§ The task
Leave no line out; reproduce the listing exactly.

§ Data shown

=-=-=-=-=

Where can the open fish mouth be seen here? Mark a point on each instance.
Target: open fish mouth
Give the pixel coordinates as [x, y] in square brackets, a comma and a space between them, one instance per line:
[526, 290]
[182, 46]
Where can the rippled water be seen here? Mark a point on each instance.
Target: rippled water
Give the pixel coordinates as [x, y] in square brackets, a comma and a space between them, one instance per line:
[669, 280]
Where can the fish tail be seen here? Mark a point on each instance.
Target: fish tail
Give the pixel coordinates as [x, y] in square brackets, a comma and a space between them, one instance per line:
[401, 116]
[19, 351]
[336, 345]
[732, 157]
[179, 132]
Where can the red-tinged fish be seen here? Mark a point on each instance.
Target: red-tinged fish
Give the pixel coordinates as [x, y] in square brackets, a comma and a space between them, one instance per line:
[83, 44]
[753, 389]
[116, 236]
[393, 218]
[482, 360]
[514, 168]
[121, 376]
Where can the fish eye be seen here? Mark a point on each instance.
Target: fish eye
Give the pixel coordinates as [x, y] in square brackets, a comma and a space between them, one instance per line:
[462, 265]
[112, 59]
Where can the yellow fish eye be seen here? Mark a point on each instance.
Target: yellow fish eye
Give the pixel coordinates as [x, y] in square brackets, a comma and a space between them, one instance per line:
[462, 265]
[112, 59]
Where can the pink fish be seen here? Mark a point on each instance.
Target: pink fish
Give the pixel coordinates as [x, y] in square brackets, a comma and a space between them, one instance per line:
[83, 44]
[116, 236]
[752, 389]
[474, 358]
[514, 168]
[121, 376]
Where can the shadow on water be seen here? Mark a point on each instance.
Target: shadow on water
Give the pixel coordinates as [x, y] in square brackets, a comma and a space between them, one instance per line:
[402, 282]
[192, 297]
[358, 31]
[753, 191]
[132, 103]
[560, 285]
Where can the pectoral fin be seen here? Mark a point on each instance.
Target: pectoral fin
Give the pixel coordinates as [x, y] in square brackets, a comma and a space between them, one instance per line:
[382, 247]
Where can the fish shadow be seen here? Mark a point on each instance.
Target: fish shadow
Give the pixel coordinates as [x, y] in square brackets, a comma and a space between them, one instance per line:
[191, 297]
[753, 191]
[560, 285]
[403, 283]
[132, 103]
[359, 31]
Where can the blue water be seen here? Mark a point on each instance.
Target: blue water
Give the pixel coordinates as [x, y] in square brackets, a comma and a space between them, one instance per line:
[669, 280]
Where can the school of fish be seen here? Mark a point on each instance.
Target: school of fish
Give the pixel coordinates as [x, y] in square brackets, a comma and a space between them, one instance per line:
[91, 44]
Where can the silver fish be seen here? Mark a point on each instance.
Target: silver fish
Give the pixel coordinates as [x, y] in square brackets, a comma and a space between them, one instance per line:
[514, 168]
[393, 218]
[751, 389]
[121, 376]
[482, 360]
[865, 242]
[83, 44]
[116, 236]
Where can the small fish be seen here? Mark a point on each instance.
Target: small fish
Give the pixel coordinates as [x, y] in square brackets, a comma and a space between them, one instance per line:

=-=-=-=-=

§ Problem solution
Where can the open fish mouth be seen here? Mark a point on each instance.
Target: open fish mouth
Give the pixel coordinates as [x, y] in square brackets, a comma and a space between them, one instance per line:
[526, 290]
[182, 46]
Where can the rippled water be seen here? Mark a point on each instance.
Target: rippled water
Give the pixel coordinates as [x, y] in square brackets, a comma and a space between them, one instance per line:
[669, 280]
Where can the fish tail be seen here? Mark a point on each instance.
Target: fish tail
Give the pixel coordinates as [x, y] in square brackets, a comma and a space between them, one instance per line:
[401, 116]
[19, 351]
[336, 345]
[732, 157]
[179, 132]
Where can the red-tinged fish be seen here? Mark a point on each instance.
Target: red-tinged fish
Give the pixel coordinates as [x, y] in square brackets, a comma and a space between them, one instance per line:
[83, 44]
[753, 389]
[116, 236]
[393, 218]
[482, 360]
[514, 168]
[121, 376]
Where can the fish eye be seen here? Mark a point on each instance.
Target: fish eye
Give the pixel coordinates as [x, y] in square brackets, a comma and a space between them, one instance per line:
[462, 265]
[112, 59]
Where can the yellow fish eye be seen here? Mark a point on each instance.
Target: yellow fish eye
Give the pixel coordinates as [x, y] in square brackets, a comma and a space between them, one instance per line:
[462, 265]
[112, 59]
Where can the pink fish be seen here? Mark a point on each instance.
Target: pink fish
Give the pixel coordinates as [x, y] in square brackets, a comma and a space between them, one instance per line:
[83, 44]
[116, 236]
[752, 389]
[474, 358]
[514, 168]
[121, 376]
Where can the shadow on water be seen here? Mark a point on each instance.
Target: shadow on water
Give the pixel coordinates as [x, y] in square brackets, a comma and a space between them, one instance per line:
[402, 282]
[192, 297]
[358, 31]
[753, 191]
[132, 103]
[560, 285]
Where can the pectoral fin be seen here? Mark a point on each instance.
Target: pectoral fin
Give the pixel coordinates as [x, y] in square brackets, a comma and a space between them, one instance per line:
[382, 247]
Where can the fish shadow be seen here? Mark a point on each instance.
Target: fish shadow
Give the pixel coordinates as [x, y] in square brackets, a comma and a space between them, one instance per line:
[191, 297]
[753, 191]
[560, 285]
[403, 283]
[132, 103]
[359, 31]
Where can the blue water be seen here? Mark a point on each instance.
Target: blue water
Give the pixel coordinates as [x, y] in square brackets, a comma and a space between them, one instance per line:
[669, 280]
Where can the school of fish be seen here? Mark a point on each instance.
Target: school of fish
Give the pixel coordinates as [x, y] in square brackets, a comma and a space between them, one instance per line:
[91, 44]
Where can the silver fish be seen here? Mark a point on each instance.
Target: silver fish
Give the pixel coordinates as [x, y] in square brackets, a comma and a space between them, one instance per line:
[514, 168]
[393, 218]
[751, 389]
[121, 376]
[482, 360]
[865, 242]
[83, 44]
[116, 236]
Where can the small fish be seen here? Mark a point on each instance.
Target: small fish
Give the pixel coordinates as [x, y] in square brackets, a comma and a space between them, one instance per line:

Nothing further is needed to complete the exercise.